Record set:
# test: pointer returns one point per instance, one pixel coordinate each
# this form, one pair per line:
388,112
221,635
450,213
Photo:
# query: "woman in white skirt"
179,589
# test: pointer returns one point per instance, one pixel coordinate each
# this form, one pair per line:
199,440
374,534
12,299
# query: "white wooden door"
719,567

What you should do: An exact copy of all the records is the expected answer.

Written response:
# test: pointer returns one point per instance, one pixel coordinate each
# this form, one pair per line:
388,112
221,635
450,213
Photo:
# query: "woman in white skirt"
179,589
# test: pointer returns one point per instance, one pixel coordinate each
# this form, one pair per line:
199,440
374,534
12,299
# query: "white wooden door"
719,567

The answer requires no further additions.